▶ **Short task**: How many lines does the kernel patch below insert in total?

▶ **Text**:
[PATCH 5/7] blk-mq-sched: add framework for MQ capable IO schedulers

From: Jens Axboe
Date: Wed Dec 07 2016 - 18:10:29 EST


Signed-off-by: Jens Axboe <axboe@xxxxxx>
---
block/blk-mq-sched.c | 243 +++++++++++++++++++++++++++++++++++++++++++++++++++
block/blk-mq-sched.h | 168 +++++++++++++++++++++++++++++++++++
2 files changed, 411 insertions(+)
create mode 100644 block/blk-mq-sched.c
create mode 100644 block/blk-mq-sched.h

diff --git a/block/blk-mq-sched.c b/block/blk-mq-sched.c
new file mode 100644
index 000000000000..8317b26990f8
--- /dev/null
+++ b/block/blk-mq-sched.c
@@ -0,0 +1,243 @@
+#include <linux/kernel.h>
+#include <linux/module.h>
+
+#include <linux/blk-mq.h>
+#include "blk.h"
+#include "blk-mq.h"
+#include "blk-mq-sched.h"
+#include "blk-mq-tag.h"
+#include "blk-wbt.h"
+
+/*
+ * Empty set
+ */
+static struct blk_mq_ops mq_sched_tag_ops = {
+ .queue_rq = NULL,
+};
+
+void blk_mq_sched_free_requests(struct blk_mq_tags *tags)
+{
+ blk_mq_free_rq_map(NULL, tags, 0);
+}
+EXPORT_SYMBOL_GPL(blk_mq_sched_free_requests);
+
+struct blk_mq_tags *blk_mq_sched_alloc_requests(unsigned int depth,
+ unsigned int numa_node)

▶ **Stored rows**:
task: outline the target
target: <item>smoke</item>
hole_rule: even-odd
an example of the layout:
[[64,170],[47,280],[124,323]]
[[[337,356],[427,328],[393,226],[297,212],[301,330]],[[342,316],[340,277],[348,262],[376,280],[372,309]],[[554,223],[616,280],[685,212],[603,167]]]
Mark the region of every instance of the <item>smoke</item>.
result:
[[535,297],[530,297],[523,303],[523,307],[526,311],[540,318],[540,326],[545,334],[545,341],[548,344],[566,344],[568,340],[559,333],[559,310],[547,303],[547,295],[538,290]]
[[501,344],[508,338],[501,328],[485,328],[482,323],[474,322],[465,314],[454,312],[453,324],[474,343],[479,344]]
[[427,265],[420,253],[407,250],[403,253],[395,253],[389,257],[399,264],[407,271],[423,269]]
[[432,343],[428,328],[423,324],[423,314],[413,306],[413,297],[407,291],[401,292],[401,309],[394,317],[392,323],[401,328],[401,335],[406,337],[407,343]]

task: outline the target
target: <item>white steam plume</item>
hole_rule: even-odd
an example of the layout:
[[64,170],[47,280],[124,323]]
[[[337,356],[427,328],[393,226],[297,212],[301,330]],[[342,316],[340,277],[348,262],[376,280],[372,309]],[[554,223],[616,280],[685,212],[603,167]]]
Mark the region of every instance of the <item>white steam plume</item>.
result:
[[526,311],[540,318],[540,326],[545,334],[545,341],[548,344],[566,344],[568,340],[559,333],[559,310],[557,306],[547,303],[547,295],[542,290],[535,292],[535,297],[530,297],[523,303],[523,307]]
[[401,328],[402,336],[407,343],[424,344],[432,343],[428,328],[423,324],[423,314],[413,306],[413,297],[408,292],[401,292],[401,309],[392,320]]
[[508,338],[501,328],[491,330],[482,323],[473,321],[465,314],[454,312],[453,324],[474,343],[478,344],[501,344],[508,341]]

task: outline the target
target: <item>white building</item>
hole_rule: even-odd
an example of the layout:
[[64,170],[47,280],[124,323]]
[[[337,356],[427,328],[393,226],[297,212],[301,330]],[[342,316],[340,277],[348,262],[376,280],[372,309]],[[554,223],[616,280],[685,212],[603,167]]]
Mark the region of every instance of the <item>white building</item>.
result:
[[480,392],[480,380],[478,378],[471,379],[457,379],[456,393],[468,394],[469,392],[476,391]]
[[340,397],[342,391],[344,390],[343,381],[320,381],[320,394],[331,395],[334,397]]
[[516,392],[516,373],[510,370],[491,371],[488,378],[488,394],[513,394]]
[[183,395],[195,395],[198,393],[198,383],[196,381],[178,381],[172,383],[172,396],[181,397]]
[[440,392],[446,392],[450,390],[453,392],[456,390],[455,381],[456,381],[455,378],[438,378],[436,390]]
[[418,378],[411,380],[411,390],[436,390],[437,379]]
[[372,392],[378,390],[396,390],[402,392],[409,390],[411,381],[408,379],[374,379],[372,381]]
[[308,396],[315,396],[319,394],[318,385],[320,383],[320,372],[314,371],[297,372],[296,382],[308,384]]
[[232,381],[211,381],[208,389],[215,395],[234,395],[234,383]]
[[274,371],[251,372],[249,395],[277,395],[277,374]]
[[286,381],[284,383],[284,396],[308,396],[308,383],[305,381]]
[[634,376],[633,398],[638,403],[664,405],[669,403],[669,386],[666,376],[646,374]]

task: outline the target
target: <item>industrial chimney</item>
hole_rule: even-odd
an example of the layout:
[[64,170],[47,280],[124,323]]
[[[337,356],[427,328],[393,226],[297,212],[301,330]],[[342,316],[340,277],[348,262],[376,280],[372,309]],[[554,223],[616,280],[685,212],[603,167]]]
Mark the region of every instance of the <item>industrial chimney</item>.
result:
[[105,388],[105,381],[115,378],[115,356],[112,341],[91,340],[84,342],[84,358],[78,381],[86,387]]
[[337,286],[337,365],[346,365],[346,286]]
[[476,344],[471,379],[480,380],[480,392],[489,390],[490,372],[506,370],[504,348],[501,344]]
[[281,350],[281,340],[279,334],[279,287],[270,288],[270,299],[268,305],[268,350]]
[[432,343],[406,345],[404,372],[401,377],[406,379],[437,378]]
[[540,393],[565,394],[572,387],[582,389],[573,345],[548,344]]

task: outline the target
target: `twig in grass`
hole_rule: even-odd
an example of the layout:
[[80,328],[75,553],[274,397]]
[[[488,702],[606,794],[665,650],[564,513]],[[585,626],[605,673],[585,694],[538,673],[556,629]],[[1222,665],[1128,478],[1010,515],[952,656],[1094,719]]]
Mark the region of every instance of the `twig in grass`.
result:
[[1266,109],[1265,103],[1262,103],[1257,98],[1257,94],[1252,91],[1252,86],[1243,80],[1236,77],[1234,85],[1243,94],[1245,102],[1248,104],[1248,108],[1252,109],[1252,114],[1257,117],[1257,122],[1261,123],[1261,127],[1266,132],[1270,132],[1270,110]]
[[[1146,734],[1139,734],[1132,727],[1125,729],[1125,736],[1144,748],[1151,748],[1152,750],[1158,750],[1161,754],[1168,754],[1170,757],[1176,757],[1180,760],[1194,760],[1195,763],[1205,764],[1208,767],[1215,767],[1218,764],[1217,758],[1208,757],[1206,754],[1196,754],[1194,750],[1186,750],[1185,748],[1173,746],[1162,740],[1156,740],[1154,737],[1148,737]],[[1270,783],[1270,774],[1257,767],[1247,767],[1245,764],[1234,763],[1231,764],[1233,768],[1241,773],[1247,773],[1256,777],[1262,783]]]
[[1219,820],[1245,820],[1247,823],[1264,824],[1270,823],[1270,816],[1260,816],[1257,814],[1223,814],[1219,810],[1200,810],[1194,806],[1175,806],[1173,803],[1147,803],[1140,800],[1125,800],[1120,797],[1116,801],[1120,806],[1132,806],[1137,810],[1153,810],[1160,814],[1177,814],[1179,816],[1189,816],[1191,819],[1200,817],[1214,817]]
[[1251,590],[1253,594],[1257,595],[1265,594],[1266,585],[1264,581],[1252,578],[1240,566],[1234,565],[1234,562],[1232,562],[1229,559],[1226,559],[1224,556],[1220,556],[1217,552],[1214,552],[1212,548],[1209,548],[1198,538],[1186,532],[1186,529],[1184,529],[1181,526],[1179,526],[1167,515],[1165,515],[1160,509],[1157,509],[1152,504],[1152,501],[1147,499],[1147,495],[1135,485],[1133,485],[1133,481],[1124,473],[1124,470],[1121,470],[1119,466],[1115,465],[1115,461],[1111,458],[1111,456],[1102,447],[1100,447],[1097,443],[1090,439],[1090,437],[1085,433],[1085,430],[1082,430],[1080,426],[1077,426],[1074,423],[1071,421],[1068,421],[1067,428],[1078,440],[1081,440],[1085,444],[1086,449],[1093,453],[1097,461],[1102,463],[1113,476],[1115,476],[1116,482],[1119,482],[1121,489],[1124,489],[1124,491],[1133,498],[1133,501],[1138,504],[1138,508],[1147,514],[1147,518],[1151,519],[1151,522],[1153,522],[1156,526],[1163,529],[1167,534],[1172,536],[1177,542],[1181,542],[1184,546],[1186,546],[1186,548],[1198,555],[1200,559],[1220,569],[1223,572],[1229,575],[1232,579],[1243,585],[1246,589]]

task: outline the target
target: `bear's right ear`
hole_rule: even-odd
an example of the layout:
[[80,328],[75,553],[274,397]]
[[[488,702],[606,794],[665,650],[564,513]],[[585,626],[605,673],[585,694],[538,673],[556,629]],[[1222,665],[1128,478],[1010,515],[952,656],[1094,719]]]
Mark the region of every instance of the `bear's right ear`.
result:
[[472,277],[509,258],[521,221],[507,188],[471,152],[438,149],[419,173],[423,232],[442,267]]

▶ **Final result**: 411 insertions, across 2 files.